* WORK REQUIRED *
Word for word, restate every record, though not the pictures.

Stored data entries
* * * *
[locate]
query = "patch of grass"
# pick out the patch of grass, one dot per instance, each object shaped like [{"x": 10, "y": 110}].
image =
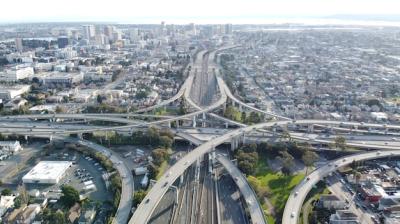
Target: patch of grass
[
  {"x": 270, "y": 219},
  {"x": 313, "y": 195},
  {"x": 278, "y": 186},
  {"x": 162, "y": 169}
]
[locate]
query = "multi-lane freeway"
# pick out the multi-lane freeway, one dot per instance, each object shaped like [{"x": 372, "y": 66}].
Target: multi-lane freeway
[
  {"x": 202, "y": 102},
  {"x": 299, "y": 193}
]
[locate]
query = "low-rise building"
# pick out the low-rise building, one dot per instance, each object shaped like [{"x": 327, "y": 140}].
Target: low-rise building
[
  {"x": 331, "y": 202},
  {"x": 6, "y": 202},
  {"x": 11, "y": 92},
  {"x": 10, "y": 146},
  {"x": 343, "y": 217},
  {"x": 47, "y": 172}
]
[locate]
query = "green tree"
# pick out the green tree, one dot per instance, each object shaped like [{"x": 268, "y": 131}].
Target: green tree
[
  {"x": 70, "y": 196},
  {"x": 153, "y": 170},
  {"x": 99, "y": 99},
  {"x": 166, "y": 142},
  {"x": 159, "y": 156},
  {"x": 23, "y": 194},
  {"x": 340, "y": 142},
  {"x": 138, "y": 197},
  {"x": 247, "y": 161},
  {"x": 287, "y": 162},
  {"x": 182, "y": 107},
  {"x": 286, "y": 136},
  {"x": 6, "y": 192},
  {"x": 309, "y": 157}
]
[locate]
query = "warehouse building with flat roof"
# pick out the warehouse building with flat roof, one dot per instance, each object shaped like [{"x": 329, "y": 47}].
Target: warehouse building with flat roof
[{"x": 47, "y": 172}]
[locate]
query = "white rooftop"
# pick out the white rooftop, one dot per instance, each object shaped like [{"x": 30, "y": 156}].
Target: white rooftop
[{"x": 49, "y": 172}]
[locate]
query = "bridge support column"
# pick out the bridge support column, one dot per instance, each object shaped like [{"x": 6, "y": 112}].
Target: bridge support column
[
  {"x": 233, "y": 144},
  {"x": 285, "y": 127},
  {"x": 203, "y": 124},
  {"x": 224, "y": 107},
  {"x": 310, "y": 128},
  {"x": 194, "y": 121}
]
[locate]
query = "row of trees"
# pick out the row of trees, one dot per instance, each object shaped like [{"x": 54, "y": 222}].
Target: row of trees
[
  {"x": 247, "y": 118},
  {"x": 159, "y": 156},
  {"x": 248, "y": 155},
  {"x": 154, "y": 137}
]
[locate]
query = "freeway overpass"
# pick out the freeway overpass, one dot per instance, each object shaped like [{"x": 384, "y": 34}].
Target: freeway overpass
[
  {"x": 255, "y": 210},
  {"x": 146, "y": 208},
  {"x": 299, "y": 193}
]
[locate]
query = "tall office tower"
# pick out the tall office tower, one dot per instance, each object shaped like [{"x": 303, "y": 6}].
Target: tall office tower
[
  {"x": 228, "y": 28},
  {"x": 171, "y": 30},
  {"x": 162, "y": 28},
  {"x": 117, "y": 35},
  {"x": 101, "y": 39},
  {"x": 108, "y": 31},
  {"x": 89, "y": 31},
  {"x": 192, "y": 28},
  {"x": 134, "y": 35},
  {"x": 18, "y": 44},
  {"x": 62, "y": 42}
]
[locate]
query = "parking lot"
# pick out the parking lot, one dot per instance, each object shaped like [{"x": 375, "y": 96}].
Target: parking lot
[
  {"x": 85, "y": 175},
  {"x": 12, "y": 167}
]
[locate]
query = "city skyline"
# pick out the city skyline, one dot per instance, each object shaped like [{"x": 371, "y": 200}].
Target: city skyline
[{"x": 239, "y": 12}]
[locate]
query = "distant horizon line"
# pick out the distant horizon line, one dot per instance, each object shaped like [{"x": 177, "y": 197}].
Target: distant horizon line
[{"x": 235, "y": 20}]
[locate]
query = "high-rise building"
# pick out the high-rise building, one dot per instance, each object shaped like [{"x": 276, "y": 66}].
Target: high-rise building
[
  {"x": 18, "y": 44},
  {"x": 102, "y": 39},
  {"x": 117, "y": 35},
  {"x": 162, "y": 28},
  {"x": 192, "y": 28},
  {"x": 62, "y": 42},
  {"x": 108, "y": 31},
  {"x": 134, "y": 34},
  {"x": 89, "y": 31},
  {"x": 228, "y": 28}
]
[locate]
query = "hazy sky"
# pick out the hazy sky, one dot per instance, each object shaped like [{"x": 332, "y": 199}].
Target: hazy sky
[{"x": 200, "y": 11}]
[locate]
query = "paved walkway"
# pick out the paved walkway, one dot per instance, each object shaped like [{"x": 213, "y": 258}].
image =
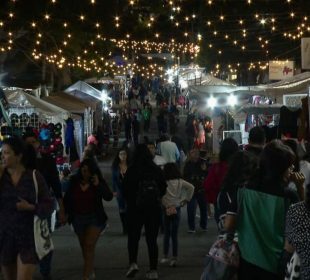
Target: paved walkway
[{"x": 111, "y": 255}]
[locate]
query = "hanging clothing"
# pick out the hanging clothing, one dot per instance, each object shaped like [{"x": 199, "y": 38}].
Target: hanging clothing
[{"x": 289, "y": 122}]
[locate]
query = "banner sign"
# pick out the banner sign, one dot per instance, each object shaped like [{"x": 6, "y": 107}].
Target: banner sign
* * * *
* SOLVED PROBLEM *
[locate]
query = "patch of grass"
# pick out the patch of grass, one dot per instance, each object shaped like [{"x": 10, "y": 110}].
image =
Target: patch of grass
[
  {"x": 270, "y": 219},
  {"x": 313, "y": 195},
  {"x": 278, "y": 186},
  {"x": 162, "y": 169}
]
[locate]
query = "multi-lane freeway"
# pick out the multi-lane freeway, one dot per instance, each object shaped like [{"x": 372, "y": 66}].
Target: multi-lane freeway
[
  {"x": 202, "y": 102},
  {"x": 299, "y": 193}
]
[locate]
query = "low-rise building"
# pick out the low-rise building, one dot per instance, each object shaped like [{"x": 327, "y": 140}].
Target: low-rise building
[
  {"x": 331, "y": 202},
  {"x": 6, "y": 202},
  {"x": 11, "y": 92},
  {"x": 10, "y": 146},
  {"x": 343, "y": 217},
  {"x": 47, "y": 172}
]
[locate]
query = "green tree"
# pick out the green tree, one dot per instance, each object shaped like [{"x": 268, "y": 131}].
Target: green tree
[
  {"x": 70, "y": 196},
  {"x": 153, "y": 170},
  {"x": 99, "y": 99},
  {"x": 166, "y": 142},
  {"x": 159, "y": 156},
  {"x": 23, "y": 194},
  {"x": 340, "y": 142},
  {"x": 138, "y": 197},
  {"x": 247, "y": 161},
  {"x": 287, "y": 162},
  {"x": 182, "y": 107},
  {"x": 286, "y": 136},
  {"x": 6, "y": 192},
  {"x": 309, "y": 157}
]
[locate]
query = "warehouse building with flat roof"
# pick out the warehouse building with flat roof, one dot per instance, each object shaped like [{"x": 329, "y": 47}].
Target: warehouse building with flat roof
[{"x": 47, "y": 172}]
[locate]
query = "white rooftop"
# pick out the white rooftop, one dot per instance, each object shaped like [{"x": 30, "y": 156}].
Target: white rooftop
[{"x": 49, "y": 172}]
[locate]
query = "bridge support column"
# pick out the bridge support column, one dot per instance, each object shaped like [{"x": 6, "y": 112}].
Target: bridge support column
[
  {"x": 233, "y": 144},
  {"x": 285, "y": 127},
  {"x": 203, "y": 124},
  {"x": 224, "y": 107},
  {"x": 310, "y": 128},
  {"x": 194, "y": 121}
]
[locate]
query = "row of trees"
# pick out the row of trees, one dot per instance, each object shaped like [{"x": 54, "y": 222}].
Target: row of trees
[
  {"x": 247, "y": 118},
  {"x": 159, "y": 156},
  {"x": 248, "y": 155},
  {"x": 154, "y": 137}
]
[locate]
query = "freeway overpass"
# pick out the freeway overpass, one dot per instance, each object shaped like [{"x": 384, "y": 34}].
Target: freeway overpass
[
  {"x": 255, "y": 210},
  {"x": 146, "y": 208},
  {"x": 299, "y": 193}
]
[locate]
query = "tall office tower"
# pick out the tall office tower, one dot per instance, each object shaped like [{"x": 303, "y": 6}].
Target: tall office tower
[
  {"x": 228, "y": 28},
  {"x": 171, "y": 30},
  {"x": 162, "y": 28},
  {"x": 117, "y": 35},
  {"x": 101, "y": 39},
  {"x": 108, "y": 31},
  {"x": 89, "y": 31},
  {"x": 192, "y": 28},
  {"x": 134, "y": 35},
  {"x": 18, "y": 44},
  {"x": 62, "y": 42}
]
[locate]
query = "parking lot"
# pick out the parking lot, one dot per instance, each object shaped like [{"x": 375, "y": 96}].
Target: parking lot
[
  {"x": 85, "y": 175},
  {"x": 12, "y": 167}
]
[locate]
query = "city skyline"
# pick out the city skyline, one dot per instance, each object shaped like [{"x": 371, "y": 200}].
Target: city skyline
[{"x": 239, "y": 12}]
[locate]
query = "distant horizon line"
# pick out the distant horizon line, one dot per instance, each object shaped like [{"x": 177, "y": 197}].
Target: distant horizon line
[{"x": 235, "y": 20}]
[locate]
query = "high-rise building"
# pick out the high-rise building, one dot per instance, each object shaped like [{"x": 276, "y": 66}].
Target: high-rise building
[
  {"x": 18, "y": 44},
  {"x": 102, "y": 39},
  {"x": 117, "y": 35},
  {"x": 162, "y": 28},
  {"x": 192, "y": 28},
  {"x": 62, "y": 42},
  {"x": 108, "y": 31},
  {"x": 134, "y": 34},
  {"x": 89, "y": 31},
  {"x": 228, "y": 28}
]
[locate]
query = "hazy sky"
# pick out the hazy sky, one dot per instance, each object shaped like [{"x": 332, "y": 199}].
Target: hazy sky
[{"x": 200, "y": 11}]
[locate]
query = "paved walkway"
# pick out the paved walkway, one dot per instance, each object shaped like [{"x": 213, "y": 258}].
image =
Target: paved walkway
[{"x": 111, "y": 255}]
[locate]
query = "hanging clothing"
# pick out the hanging clothing, one dot per instance, each object shaped like [{"x": 199, "y": 38}].
Target: hanging clothing
[{"x": 289, "y": 122}]
[locate]
query = "banner sign"
# pick out the banner sign, one dot per instance, each object shaped like [{"x": 6, "y": 107}].
Target: banner sign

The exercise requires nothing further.